◆ **Data extract**:
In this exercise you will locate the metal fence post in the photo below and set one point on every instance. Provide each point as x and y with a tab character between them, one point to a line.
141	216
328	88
==
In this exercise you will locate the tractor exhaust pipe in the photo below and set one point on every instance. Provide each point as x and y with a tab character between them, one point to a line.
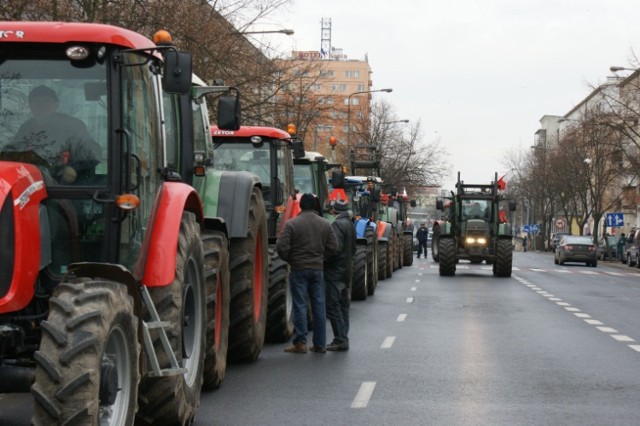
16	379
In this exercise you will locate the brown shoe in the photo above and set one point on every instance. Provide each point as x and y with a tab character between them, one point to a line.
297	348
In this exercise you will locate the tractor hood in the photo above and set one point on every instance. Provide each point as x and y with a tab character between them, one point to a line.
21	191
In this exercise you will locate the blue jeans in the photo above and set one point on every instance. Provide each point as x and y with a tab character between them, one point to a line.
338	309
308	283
---
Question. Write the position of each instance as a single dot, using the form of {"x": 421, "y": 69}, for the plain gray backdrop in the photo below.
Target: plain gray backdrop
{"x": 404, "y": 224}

◆ **Exercise objective**: Filter the material above, keeping every line that contains the word "plain". Matching is case-sensitive.

◆ **Answer to the problem**:
Question. Write the position of each instance as a single dot, using the form of {"x": 421, "y": 69}, for the plain gray backdrop in the photo below.
Target: plain gray backdrop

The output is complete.